--- Start Input records ---
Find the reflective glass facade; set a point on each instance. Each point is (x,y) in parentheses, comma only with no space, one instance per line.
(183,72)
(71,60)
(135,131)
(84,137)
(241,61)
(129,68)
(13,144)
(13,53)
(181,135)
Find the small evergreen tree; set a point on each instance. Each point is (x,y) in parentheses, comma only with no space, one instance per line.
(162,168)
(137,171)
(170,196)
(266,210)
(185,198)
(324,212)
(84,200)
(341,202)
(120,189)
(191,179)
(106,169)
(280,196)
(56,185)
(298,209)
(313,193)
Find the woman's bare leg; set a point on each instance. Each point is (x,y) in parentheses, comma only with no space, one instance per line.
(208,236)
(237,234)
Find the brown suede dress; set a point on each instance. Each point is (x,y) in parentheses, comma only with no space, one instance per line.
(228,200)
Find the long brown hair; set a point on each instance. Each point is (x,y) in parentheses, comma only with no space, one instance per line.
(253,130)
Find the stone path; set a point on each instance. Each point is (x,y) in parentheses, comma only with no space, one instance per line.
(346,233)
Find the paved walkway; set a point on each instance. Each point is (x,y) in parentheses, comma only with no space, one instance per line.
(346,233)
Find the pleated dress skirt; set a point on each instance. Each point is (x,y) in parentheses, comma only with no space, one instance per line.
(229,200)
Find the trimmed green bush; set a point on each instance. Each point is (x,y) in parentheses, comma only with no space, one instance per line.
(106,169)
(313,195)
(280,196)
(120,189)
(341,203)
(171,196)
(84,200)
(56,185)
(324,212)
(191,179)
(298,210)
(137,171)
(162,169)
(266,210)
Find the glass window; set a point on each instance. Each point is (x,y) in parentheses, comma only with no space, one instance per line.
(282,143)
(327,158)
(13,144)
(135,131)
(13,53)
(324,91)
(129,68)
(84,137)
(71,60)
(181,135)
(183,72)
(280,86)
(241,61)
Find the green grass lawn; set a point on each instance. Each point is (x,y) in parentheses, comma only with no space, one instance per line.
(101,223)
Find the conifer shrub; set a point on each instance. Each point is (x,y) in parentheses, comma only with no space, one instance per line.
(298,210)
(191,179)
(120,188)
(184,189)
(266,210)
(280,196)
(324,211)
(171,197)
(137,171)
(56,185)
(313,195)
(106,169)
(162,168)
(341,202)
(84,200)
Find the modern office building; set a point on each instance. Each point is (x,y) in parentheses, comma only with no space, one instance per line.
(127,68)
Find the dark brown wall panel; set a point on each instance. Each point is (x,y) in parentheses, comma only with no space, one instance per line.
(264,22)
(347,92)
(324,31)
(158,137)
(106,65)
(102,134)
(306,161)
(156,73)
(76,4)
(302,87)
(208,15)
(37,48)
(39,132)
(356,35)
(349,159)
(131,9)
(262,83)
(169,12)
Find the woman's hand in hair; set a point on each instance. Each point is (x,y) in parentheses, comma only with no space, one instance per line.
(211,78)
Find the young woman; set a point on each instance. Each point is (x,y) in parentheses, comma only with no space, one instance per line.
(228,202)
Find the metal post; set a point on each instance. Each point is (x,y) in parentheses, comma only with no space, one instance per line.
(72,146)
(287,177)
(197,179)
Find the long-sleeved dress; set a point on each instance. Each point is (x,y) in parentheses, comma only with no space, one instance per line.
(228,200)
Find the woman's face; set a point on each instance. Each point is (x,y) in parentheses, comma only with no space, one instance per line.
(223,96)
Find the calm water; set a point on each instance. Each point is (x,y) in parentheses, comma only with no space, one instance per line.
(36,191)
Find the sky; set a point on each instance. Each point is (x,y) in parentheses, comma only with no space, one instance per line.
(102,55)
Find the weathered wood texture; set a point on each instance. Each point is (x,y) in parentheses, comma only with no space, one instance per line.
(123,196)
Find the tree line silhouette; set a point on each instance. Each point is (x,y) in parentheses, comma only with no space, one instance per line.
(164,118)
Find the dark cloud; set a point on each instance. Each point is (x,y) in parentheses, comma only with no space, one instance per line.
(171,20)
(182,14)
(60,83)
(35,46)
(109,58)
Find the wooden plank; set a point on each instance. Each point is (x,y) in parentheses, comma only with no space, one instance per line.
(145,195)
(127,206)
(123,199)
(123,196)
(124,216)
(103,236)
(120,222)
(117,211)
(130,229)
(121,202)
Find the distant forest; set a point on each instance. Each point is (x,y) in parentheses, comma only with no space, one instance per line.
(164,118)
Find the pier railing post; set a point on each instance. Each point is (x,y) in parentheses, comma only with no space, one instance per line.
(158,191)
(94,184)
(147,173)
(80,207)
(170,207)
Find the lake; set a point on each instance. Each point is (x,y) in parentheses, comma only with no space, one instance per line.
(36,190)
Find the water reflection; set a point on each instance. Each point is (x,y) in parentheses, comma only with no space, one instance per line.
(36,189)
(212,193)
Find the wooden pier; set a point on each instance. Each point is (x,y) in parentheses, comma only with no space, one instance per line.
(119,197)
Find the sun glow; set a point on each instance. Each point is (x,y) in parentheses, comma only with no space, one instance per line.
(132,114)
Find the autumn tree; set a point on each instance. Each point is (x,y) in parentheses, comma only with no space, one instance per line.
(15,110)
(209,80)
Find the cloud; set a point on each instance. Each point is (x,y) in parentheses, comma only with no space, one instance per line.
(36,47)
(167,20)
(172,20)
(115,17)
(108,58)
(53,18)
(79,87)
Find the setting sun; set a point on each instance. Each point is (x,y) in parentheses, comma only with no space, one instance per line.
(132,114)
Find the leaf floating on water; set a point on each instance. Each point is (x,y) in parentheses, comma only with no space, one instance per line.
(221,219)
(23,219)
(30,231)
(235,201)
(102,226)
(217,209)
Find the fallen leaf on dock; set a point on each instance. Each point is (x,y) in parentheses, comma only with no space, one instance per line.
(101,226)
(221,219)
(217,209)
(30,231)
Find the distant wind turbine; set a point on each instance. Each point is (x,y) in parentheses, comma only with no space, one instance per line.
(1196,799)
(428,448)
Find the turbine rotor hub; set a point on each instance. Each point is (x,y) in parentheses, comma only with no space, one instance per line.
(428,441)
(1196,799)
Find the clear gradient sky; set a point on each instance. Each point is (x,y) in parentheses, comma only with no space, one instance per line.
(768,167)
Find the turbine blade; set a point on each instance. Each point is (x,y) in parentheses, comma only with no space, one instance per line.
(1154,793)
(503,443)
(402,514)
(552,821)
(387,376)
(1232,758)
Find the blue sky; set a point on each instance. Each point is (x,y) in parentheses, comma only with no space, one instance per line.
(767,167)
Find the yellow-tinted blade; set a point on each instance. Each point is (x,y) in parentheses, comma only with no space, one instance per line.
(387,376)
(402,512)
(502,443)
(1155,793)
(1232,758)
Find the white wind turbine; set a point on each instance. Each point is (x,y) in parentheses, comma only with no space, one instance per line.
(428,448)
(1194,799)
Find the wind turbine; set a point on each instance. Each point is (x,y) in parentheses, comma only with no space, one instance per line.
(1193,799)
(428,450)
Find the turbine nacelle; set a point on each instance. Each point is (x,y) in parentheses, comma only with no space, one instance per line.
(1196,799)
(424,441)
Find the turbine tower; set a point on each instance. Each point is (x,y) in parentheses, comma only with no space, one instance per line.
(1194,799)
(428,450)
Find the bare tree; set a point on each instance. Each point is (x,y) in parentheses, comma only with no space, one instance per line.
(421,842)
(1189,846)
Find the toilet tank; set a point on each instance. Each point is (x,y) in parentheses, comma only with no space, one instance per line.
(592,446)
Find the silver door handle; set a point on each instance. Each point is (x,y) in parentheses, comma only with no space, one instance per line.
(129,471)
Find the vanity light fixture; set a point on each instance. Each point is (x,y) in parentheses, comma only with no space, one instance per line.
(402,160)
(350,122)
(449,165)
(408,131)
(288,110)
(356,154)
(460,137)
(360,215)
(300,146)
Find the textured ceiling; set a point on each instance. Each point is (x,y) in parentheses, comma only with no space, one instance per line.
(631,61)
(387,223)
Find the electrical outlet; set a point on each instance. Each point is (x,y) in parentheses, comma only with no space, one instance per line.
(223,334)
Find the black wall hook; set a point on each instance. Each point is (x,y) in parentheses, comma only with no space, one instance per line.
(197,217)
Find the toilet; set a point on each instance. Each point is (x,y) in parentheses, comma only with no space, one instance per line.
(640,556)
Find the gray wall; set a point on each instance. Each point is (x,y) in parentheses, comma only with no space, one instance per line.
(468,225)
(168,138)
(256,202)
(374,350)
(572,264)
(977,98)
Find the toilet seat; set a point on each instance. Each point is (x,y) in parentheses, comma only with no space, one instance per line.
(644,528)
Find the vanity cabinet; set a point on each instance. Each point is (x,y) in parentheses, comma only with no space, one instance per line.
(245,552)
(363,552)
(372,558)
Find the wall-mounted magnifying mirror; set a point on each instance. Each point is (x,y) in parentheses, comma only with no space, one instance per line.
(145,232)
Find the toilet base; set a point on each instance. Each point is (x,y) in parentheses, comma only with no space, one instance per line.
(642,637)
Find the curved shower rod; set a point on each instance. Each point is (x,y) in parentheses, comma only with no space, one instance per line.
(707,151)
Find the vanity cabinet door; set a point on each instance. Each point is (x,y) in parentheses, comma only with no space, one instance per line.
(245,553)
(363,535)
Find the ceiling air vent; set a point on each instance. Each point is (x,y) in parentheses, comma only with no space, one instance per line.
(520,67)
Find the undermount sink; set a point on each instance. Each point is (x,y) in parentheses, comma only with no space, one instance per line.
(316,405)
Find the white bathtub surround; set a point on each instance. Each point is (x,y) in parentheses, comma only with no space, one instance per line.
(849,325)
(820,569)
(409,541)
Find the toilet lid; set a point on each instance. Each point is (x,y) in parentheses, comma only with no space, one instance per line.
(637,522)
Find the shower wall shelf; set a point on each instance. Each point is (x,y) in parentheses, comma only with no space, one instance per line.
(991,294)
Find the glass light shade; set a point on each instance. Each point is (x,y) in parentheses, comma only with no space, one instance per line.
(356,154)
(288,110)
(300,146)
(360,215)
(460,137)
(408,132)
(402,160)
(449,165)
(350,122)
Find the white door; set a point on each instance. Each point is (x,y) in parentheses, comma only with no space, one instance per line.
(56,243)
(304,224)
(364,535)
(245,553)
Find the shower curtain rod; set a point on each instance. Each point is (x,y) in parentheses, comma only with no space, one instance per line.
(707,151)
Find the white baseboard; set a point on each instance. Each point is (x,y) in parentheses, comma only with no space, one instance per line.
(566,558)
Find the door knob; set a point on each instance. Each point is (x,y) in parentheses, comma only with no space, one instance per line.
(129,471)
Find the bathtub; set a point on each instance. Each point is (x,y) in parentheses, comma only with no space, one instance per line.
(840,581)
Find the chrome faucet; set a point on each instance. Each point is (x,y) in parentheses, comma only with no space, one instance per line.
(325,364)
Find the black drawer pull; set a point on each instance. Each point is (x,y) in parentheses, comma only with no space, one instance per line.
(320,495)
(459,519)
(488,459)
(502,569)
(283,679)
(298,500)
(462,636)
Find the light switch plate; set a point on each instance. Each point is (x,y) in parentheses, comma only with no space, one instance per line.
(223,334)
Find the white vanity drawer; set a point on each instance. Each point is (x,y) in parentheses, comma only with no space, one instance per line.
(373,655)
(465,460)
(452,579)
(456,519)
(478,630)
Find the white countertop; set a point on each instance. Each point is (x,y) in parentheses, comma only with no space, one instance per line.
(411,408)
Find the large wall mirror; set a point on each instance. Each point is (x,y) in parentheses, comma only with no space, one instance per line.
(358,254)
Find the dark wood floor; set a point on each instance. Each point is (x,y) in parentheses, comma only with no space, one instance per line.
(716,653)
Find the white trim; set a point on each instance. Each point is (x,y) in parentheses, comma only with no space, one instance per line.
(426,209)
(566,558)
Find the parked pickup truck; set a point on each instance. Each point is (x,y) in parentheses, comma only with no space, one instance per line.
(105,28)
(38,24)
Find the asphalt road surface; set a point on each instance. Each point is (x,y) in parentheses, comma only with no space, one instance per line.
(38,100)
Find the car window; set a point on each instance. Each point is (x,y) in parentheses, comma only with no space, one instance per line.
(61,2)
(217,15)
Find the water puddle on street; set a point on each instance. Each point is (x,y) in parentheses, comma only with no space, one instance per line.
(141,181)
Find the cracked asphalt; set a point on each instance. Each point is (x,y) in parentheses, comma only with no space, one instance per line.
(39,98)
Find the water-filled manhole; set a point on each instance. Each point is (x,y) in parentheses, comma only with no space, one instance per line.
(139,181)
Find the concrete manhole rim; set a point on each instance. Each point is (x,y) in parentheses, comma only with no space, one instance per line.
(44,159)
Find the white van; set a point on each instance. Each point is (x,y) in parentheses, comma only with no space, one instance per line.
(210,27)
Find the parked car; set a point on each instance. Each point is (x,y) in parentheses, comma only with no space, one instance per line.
--- End Input records ---
Return exactly the lines from the one containing "Find the asphalt" to the last line of the data, and nothing more.

Find the asphalt road surface; set a point on each instance. Each point is (x,y) in parentheses, comma only with no space, one instance per line.
(38,100)
Find the car window; set a point on each instance. Each point is (x,y) in parentheses, comma only with no space, one instance per line.
(61,2)
(217,15)
Find the water puddle on street; set a point on each instance. Each point is (x,y) in parentheses, comma only with no space, one instance per line.
(141,181)
Find the cracked asphalt; set a point on each instance. Each point is (x,y) in parentheses, comma only with no space, one instance per line.
(39,98)
Find the water-filled manhole; set a point on each instance. Each point is (x,y) in parentheses, comma only with no space, one instance per line.
(139,181)
Find the concrete manhole rim; set a point on each instance. Each point is (x,y) in parentheses, comma only with no space, one instance per line.
(44,159)
Find the white van; set a point on each instance. Each point is (x,y) in parentheses, comma only with no space, one instance per line.
(210,27)
Find the parked car; set a point on each instance. Each point is (x,y) in parentheses, comma only with no space, one instance per line.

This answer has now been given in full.